**Stored records**

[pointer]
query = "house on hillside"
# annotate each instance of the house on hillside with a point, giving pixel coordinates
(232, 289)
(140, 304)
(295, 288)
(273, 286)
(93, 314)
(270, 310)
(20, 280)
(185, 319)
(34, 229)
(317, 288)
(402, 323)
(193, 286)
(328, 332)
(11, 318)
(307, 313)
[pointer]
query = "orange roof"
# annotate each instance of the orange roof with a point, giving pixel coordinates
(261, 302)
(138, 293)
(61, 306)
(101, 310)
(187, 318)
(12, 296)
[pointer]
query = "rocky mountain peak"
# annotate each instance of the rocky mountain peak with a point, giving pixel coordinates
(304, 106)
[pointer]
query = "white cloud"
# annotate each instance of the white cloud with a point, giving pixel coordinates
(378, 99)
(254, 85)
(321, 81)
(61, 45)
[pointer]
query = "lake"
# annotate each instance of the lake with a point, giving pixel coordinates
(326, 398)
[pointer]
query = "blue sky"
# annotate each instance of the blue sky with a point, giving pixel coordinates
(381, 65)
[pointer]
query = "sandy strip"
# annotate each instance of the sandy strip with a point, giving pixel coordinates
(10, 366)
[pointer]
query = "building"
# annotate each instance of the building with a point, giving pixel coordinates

==

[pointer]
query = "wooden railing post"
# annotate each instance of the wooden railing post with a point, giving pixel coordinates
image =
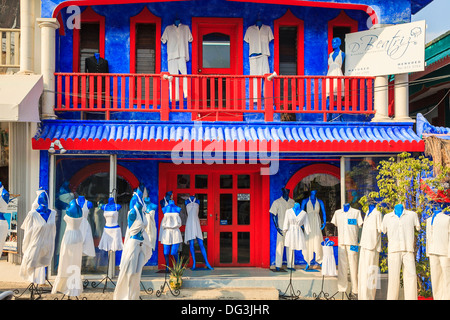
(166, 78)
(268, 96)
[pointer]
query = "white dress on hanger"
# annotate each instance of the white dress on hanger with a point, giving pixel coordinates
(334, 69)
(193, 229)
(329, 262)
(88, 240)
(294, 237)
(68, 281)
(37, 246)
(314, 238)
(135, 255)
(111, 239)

**Instructions to follow**
From the records above, copy out each line that contains the string "mountain".

**Answer to this task**
query = "rocky mountain peak"
# annotate each instance of the rocky mountain peak with a point, giving pixel coordinates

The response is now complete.